start Document text

2

I would like to classify a mail (spam = 1/ham = 0), using logistic regression. My implementation is similar to this implementation and using tensorflow.

A mail is represented as a bag-of-words vector, with each number in the vector representing how often a term appeared in a mail. The idea is to multiply that with a vector, and use the sign-function to turn regression into classification. $$y_{predicted} = \sigma(x_i^T\theta) $$, with $\sigma = \frac{1}{1 + e^{-x}}$. To calculate the loss, I am using the l2-loss (squared loss). Since I have a lot of trainig data, regularization seems not necessary (training and testing accuracy is always very close). Still I only get a max accuracy of about 90% (both training and testing). How can I improve this?

I already tried the following:

  • Use regularization, L1, L2 with different strength (seems not necessary)

  • Use different learning rates

  • Use gradient descent, stochastic gradient descent and batch gradient descent (the hope is to avoid local minima in the loss-function, by introducing more variance with stochastic/batch gradient descent)

  • create more training data (classes were disbalanced 80/20 spam/ham), using SMOTE

Things that I could still try:

  • use a different loss function

Any other suggestions?

end Document text
start Raw data

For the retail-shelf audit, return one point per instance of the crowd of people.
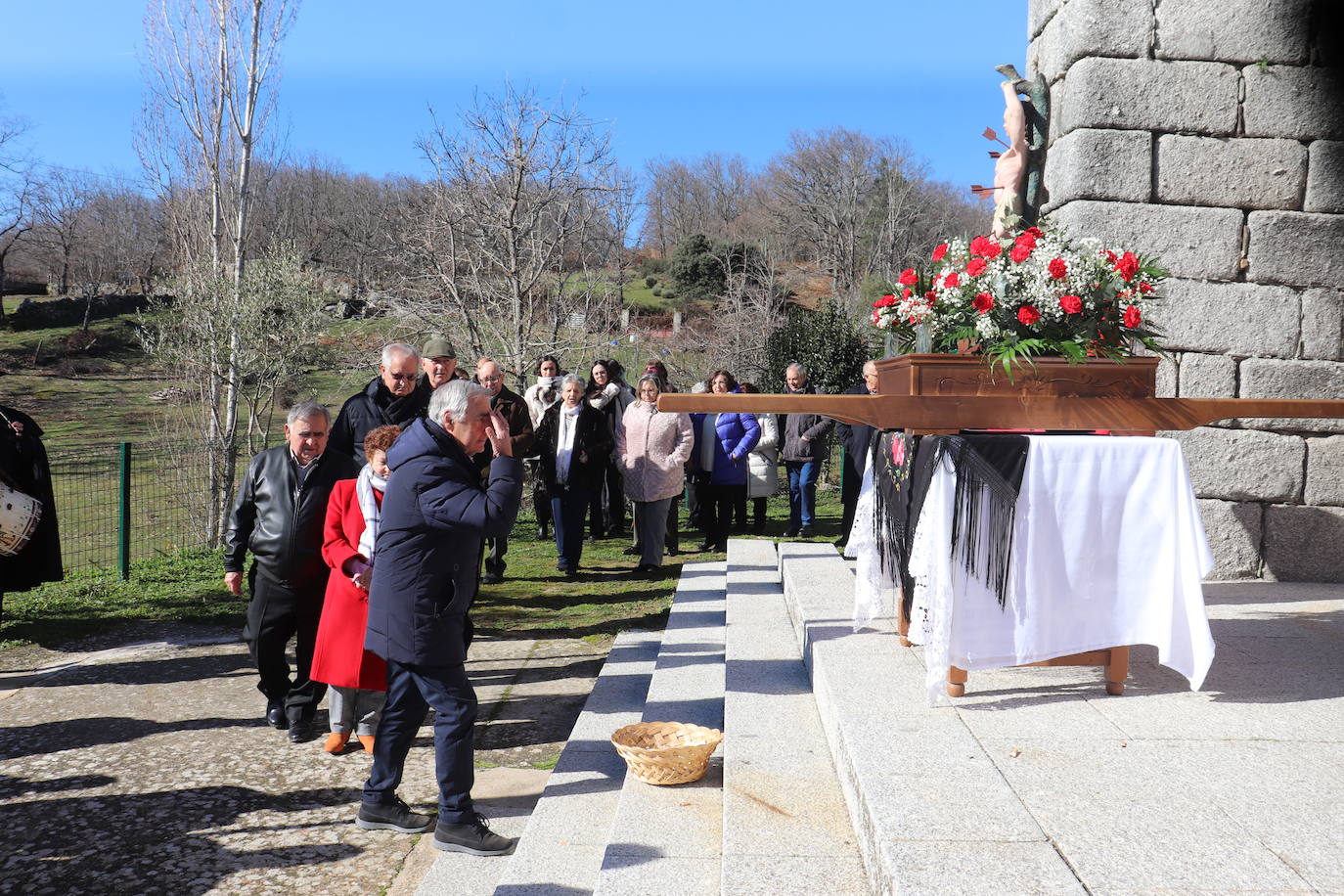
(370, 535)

end Raw data
start Raw data

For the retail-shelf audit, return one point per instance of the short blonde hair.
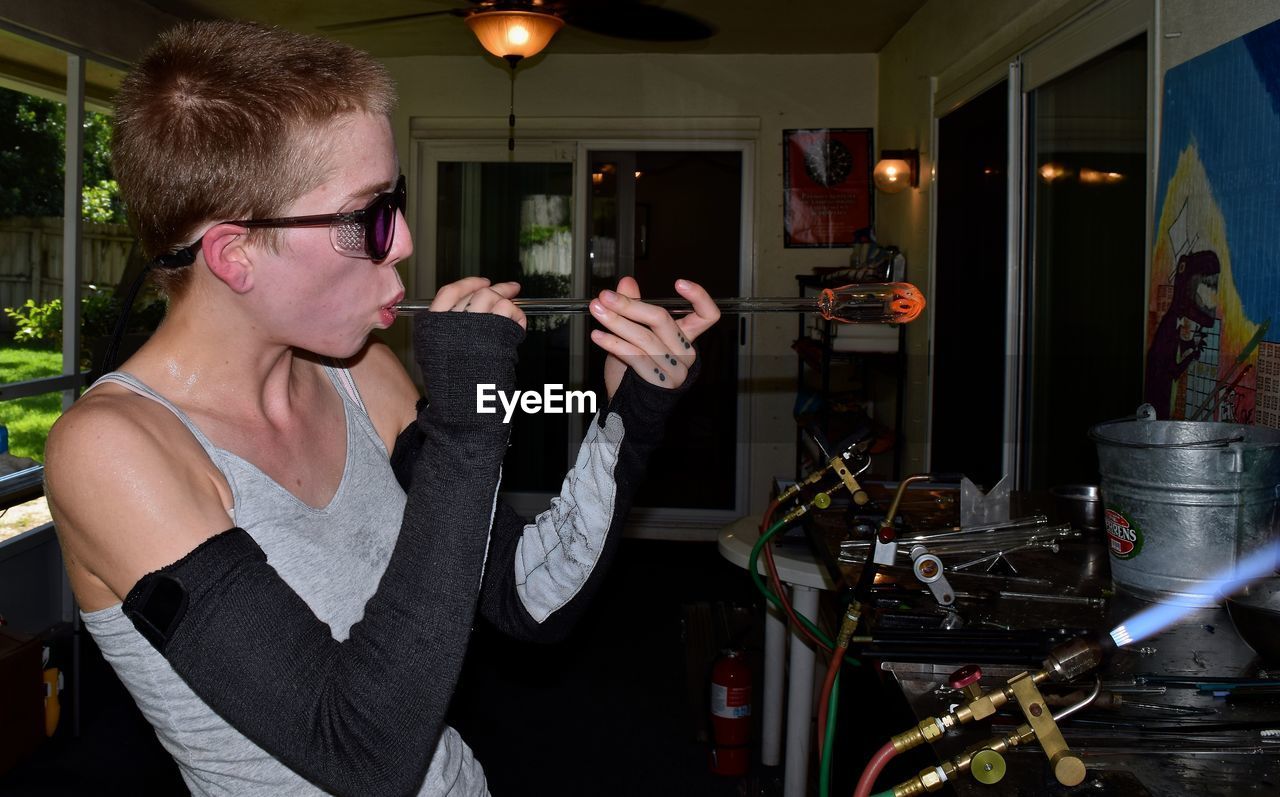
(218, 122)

end Raw data

[Tasks to carry out]:
1) Reproduce everything in the spam classification post from "I would like" down to "and using tensorflow.", substituting "scikit-learn" for "tensorflow".
2) Decide whether each statement agrees with the spam classification post, answering yes or no and quoting the deciding words: (a) The training data classes were imbalanced 80/20 spam/ham. (b) The loss is calculated with cross-entropy. (c) The highest accuracy reached is about 95%.

[Solutions to the problems]:
1)
I would like to classify a mail (spam = 1/ham = 0), using logistic regression. My implementation is similar to this implementation and using scikit-learn.

2)
(a) Yes: "classes were disbalanced 80/20 spam/ham"
(b) No: "To calculate the loss, I am using the l2-loss (squared loss)."
(c) No: "Still I only get a max accuracy of about 90% (both training and testing)."